PROVIDED RECORDS:

************

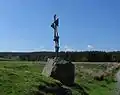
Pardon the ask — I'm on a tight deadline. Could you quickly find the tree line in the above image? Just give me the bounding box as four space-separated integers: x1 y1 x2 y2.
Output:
0 51 120 62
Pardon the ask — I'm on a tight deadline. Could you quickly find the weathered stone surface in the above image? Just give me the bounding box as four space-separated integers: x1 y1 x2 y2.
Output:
42 58 75 85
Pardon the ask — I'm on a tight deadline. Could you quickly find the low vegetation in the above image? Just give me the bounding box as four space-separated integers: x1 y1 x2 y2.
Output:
0 61 118 95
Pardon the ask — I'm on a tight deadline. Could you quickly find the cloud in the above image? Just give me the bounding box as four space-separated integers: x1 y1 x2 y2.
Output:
64 45 75 51
87 45 94 49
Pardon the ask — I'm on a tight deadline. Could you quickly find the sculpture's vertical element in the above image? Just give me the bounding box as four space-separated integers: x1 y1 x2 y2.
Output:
51 14 59 57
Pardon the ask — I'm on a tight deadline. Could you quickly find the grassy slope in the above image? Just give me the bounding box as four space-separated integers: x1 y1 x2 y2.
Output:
0 61 117 95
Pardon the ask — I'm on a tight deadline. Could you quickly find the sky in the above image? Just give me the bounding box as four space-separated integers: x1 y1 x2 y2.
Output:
0 0 120 52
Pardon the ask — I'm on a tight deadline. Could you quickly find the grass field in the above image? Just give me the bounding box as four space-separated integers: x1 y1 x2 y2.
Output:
0 61 118 95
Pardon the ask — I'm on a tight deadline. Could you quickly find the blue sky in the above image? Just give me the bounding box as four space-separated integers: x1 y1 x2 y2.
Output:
0 0 120 51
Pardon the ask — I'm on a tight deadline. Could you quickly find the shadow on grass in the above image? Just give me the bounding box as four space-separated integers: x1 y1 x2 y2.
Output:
32 80 88 95
70 83 89 95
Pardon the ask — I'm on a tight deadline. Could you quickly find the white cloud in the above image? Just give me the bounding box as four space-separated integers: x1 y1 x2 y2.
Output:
63 45 75 51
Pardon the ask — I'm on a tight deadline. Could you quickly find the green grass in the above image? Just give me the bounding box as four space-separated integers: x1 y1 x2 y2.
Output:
0 61 118 95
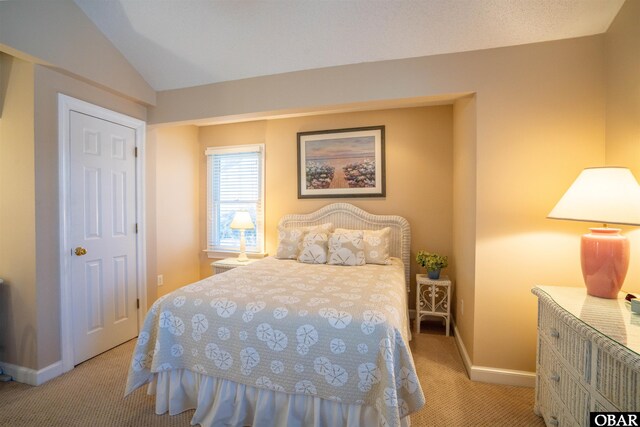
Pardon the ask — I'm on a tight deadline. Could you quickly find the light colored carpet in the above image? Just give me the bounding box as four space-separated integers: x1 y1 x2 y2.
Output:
0 333 544 427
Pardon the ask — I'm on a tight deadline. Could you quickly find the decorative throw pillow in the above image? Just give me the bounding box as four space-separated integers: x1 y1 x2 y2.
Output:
298 231 329 264
335 227 391 265
328 230 365 265
276 228 305 259
276 222 333 259
364 227 391 265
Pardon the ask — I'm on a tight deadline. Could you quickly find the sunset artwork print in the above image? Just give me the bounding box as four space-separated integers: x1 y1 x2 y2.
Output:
298 126 384 198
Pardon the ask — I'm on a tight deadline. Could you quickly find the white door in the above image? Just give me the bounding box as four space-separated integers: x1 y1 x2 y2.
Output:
69 111 138 365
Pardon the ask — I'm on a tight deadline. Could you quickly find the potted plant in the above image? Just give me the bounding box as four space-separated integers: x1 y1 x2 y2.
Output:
416 251 449 280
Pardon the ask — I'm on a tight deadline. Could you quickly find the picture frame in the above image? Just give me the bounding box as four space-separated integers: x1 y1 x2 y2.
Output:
297 126 386 199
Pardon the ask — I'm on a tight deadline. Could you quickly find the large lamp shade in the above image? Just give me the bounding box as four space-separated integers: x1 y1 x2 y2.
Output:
229 211 254 262
548 167 640 298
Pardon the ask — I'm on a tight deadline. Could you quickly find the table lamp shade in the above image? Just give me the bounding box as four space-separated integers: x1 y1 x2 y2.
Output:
548 167 640 225
548 167 640 298
229 211 254 230
229 211 254 262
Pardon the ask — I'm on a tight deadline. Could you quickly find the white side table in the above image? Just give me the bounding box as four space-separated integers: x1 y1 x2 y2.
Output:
416 274 451 336
211 258 258 274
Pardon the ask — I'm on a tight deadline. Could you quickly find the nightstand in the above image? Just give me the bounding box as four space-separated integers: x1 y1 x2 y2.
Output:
416 274 451 336
211 258 258 274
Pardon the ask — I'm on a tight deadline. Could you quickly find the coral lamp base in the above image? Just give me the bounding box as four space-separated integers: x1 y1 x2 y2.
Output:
580 227 629 298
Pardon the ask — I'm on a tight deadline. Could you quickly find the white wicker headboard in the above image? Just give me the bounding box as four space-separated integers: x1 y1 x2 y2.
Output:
278 203 411 292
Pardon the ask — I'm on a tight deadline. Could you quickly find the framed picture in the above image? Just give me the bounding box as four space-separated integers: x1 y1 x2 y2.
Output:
298 126 385 199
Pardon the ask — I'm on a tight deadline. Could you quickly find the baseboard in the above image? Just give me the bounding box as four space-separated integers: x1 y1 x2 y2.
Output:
0 361 63 386
451 321 536 388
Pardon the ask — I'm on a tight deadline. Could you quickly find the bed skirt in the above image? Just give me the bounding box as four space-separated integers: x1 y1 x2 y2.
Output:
147 369 411 427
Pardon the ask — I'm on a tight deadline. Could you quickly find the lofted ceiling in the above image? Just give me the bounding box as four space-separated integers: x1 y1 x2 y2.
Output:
75 0 624 91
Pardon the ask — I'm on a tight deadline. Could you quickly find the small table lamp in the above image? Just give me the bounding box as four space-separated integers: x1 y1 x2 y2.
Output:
547 167 640 298
229 211 254 262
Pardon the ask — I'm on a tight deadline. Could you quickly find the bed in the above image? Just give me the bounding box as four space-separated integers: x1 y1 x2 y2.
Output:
126 203 424 427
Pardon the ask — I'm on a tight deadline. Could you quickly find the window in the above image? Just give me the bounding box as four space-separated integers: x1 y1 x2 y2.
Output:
205 144 264 253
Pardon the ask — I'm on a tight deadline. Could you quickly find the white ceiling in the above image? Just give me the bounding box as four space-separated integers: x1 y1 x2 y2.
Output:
75 0 624 91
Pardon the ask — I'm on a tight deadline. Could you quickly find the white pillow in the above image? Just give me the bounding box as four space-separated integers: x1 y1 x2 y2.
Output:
276 228 305 259
276 222 333 259
328 230 365 265
298 231 329 264
335 227 391 265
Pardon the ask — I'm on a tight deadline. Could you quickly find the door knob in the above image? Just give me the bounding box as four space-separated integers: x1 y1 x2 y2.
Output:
75 246 87 256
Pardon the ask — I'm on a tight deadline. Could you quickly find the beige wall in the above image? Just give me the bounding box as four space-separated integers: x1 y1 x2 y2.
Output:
0 0 156 104
150 126 204 296
154 35 605 371
200 106 453 307
605 0 640 292
452 97 477 360
0 53 41 368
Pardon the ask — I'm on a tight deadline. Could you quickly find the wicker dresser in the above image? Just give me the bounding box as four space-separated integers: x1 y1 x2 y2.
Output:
532 286 640 426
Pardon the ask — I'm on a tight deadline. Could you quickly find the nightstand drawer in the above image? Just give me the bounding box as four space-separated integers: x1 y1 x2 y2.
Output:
538 304 591 382
538 339 590 425
595 348 640 412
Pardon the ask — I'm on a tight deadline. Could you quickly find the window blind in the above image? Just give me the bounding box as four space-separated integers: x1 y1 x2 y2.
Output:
206 145 264 252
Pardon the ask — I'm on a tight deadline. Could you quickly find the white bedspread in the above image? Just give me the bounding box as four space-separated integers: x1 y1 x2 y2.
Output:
127 258 424 426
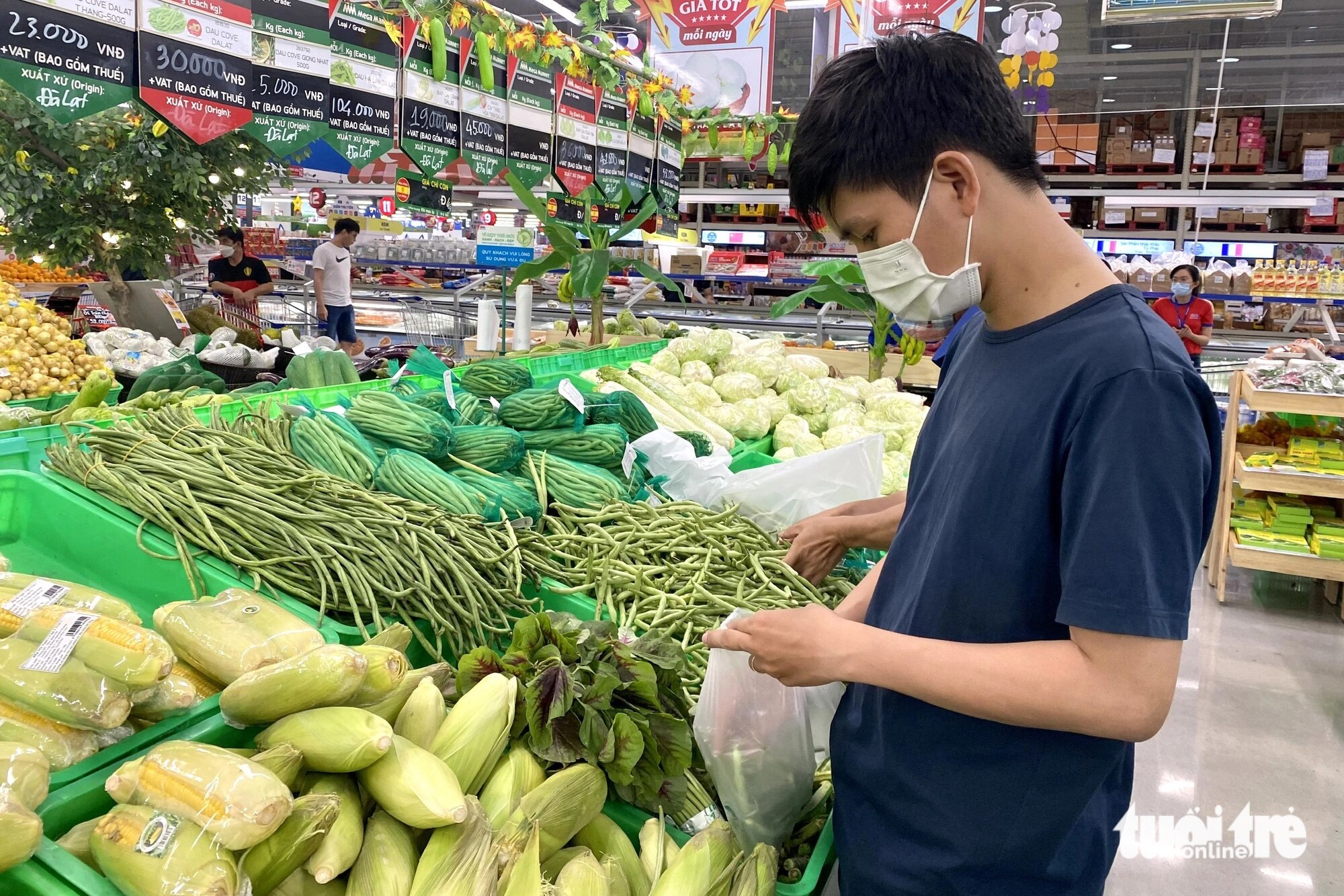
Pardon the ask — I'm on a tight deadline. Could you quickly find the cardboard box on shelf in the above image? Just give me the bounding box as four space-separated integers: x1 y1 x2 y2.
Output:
1203 267 1232 296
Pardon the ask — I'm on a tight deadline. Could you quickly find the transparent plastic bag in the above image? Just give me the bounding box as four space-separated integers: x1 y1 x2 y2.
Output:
155 588 325 685
695 610 817 852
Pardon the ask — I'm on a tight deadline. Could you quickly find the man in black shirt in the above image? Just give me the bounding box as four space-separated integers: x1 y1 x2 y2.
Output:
210 227 276 306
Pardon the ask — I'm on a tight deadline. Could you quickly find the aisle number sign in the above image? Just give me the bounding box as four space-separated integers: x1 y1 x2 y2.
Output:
0 0 136 122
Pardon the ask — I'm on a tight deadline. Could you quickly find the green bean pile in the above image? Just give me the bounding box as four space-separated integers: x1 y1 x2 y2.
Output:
47 411 552 658
546 501 853 699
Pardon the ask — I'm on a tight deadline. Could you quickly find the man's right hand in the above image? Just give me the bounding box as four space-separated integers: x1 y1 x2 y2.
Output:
780 514 849 584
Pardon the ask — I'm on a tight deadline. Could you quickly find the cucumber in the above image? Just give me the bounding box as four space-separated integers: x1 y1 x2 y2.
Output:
429 16 448 81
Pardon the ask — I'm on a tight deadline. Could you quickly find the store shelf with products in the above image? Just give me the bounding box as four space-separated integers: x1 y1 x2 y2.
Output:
1208 371 1344 619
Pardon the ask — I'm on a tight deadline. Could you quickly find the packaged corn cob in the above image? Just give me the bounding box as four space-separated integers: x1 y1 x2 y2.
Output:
155 588 325 685
105 740 294 849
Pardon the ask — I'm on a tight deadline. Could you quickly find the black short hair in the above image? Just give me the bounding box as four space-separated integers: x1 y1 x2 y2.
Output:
1172 265 1204 296
789 31 1047 216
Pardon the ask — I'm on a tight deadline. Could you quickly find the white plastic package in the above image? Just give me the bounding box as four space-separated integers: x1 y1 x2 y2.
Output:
695 610 817 852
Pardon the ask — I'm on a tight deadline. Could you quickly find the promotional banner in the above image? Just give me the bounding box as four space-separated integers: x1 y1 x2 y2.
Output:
327 0 402 168
827 0 985 55
638 0 784 116
399 17 461 177
0 0 136 122
243 0 331 156
625 111 656 206
555 75 597 196
394 177 453 218
461 38 508 184
505 56 555 187
595 90 630 201
138 0 253 144
653 118 681 219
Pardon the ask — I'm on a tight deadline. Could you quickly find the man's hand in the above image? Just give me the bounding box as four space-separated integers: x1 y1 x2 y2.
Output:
780 516 849 584
704 603 863 688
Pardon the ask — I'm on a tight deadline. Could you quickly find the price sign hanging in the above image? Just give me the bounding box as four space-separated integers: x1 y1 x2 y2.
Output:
0 0 136 122
138 0 253 144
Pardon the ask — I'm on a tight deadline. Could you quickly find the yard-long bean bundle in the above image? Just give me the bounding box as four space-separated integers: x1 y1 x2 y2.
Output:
546 501 853 696
47 411 551 657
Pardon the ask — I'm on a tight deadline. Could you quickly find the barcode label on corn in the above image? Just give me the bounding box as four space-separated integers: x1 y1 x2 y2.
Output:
621 442 636 478
560 380 583 414
19 610 98 672
134 813 181 858
0 579 70 619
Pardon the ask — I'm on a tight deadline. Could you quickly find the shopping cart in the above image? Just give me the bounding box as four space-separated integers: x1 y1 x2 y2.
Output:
396 296 476 356
177 293 270 340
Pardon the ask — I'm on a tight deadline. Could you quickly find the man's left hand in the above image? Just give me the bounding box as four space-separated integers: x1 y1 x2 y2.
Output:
704 603 863 688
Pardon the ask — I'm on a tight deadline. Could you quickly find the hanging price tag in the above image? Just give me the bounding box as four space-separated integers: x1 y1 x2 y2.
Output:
621 442 637 478
444 371 457 411
559 380 583 414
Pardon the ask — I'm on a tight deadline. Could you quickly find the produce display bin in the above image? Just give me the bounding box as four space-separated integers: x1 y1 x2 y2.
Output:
0 470 337 790
5 383 122 411
602 802 836 896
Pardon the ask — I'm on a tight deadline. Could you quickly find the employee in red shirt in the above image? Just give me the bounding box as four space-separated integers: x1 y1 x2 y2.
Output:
208 226 276 309
1153 265 1214 367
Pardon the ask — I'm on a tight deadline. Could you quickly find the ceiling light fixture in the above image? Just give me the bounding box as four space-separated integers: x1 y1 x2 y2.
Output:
536 0 579 26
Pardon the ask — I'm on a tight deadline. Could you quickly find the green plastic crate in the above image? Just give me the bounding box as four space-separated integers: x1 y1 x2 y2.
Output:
5 382 121 411
602 802 836 896
0 470 337 790
0 857 81 896
0 375 442 473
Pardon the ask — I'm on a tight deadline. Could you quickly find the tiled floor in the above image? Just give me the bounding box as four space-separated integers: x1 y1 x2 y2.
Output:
1106 571 1344 896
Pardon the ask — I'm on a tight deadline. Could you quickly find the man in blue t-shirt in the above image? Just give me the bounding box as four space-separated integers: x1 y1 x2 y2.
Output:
706 32 1219 896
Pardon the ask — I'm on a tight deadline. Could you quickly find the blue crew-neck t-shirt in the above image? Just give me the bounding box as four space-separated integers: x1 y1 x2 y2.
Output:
831 285 1220 896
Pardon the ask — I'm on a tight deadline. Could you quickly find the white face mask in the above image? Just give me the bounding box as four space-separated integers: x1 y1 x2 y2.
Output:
859 172 981 322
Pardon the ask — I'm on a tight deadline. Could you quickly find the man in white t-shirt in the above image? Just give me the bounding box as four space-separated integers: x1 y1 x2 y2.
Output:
313 218 359 355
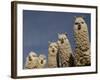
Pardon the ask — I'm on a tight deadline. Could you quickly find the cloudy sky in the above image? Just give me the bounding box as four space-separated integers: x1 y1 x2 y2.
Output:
23 10 91 68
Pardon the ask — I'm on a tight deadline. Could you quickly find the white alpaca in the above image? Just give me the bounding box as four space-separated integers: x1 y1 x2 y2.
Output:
48 42 58 68
38 54 47 68
57 33 74 67
74 17 91 66
25 52 38 69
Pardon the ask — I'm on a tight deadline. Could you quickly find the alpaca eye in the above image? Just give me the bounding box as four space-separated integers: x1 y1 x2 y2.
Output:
29 56 32 61
55 46 57 48
81 22 84 24
75 22 78 25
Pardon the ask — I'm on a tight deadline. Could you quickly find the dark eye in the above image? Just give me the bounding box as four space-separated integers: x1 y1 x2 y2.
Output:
81 22 84 24
29 56 32 61
55 46 57 48
75 22 78 25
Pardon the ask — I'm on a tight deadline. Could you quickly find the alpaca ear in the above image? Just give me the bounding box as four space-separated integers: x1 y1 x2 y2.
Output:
80 16 84 19
74 16 77 19
57 33 60 36
48 41 51 44
64 32 67 35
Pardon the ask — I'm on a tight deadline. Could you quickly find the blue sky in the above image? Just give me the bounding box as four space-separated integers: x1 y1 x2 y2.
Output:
23 10 91 68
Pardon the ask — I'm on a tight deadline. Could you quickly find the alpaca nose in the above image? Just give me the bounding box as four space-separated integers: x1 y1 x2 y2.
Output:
41 60 43 64
78 24 81 30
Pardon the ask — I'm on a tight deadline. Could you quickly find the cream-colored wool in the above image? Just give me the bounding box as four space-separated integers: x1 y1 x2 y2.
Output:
25 52 38 69
48 42 58 68
57 33 72 67
74 17 91 66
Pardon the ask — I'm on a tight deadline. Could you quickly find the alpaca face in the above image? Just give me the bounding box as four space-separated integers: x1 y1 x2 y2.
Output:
49 42 58 55
25 52 38 69
74 17 87 31
58 33 68 44
38 54 47 68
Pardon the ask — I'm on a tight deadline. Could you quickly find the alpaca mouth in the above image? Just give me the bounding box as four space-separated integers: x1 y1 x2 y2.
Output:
52 49 55 52
78 25 81 30
41 60 43 64
61 40 64 44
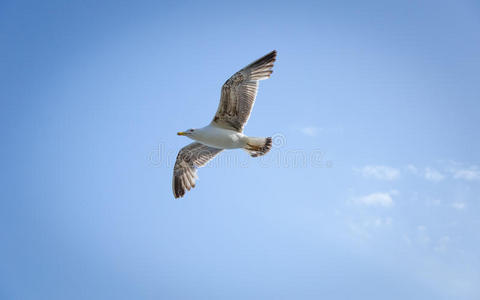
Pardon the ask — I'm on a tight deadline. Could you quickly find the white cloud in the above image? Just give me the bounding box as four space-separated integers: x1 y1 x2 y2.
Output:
354 191 397 207
407 164 419 175
453 166 480 181
452 202 466 210
425 168 445 182
355 165 400 180
301 126 320 136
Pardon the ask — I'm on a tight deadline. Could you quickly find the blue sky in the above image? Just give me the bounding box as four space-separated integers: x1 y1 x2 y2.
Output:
0 1 480 299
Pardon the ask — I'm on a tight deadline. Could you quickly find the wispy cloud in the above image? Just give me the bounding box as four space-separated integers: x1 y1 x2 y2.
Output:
354 165 400 180
425 168 445 182
354 191 398 207
453 166 480 181
406 164 419 175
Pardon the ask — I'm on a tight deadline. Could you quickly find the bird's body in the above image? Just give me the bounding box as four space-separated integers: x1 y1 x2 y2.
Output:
172 51 277 198
191 124 248 149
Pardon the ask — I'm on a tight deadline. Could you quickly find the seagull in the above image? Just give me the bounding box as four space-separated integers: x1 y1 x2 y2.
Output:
172 50 277 198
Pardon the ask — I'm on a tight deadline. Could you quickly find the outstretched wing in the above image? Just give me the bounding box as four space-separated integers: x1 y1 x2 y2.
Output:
172 142 223 198
212 50 277 132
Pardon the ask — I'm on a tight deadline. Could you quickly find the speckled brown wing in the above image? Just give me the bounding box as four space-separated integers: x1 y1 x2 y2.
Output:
212 50 277 132
172 142 223 198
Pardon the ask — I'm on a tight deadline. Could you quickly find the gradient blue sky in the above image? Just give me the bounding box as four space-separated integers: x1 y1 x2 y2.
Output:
0 1 480 299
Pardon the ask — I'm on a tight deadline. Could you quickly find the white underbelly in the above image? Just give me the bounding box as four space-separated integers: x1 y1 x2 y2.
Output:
197 127 246 149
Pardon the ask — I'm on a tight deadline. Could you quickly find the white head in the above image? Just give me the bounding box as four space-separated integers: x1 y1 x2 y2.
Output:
177 129 197 139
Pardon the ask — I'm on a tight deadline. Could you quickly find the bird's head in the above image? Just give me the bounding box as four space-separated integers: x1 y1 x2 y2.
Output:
177 129 195 137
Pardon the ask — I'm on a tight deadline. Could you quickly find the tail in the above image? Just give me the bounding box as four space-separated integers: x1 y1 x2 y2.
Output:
243 137 272 157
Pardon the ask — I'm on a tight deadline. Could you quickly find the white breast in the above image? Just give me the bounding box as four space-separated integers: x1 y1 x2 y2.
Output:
192 125 246 149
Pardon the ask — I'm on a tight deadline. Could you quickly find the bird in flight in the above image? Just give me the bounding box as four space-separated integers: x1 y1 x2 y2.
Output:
172 50 277 198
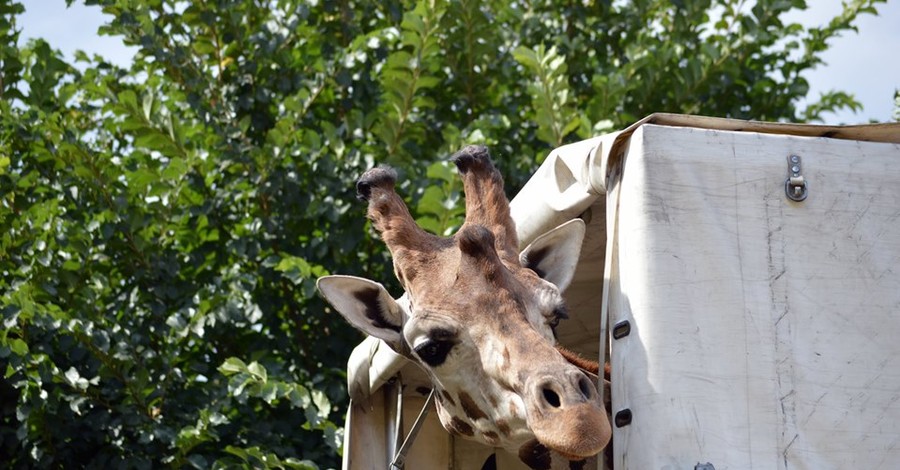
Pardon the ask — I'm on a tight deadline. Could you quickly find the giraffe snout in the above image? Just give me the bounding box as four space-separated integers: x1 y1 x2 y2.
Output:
532 370 597 410
528 368 611 458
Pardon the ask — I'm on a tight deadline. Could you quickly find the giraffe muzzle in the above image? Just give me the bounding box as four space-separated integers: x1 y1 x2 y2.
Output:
528 367 611 458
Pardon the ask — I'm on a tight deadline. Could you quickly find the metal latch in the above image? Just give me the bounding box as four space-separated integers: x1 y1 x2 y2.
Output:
784 155 809 202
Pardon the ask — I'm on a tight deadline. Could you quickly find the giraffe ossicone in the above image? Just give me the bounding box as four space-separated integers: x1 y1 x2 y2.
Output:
318 146 611 469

************

EXERCISE PROMPT: Copy the rows starting with the line that contains "find the shadow" and going on through the line that contains "70 83 89 95", swapping "grass" for "turf" and leaving everything else unchanged.

ANSWER TO THE PROBLEM:
Pardon the ask — I'm on a tight deadline. Could you quickly find the shadow on turf in the above image? Just give me the bounding box as four space-separated integers: x1 y1 x2 y2.
Output:
32 80 88 95
70 83 89 95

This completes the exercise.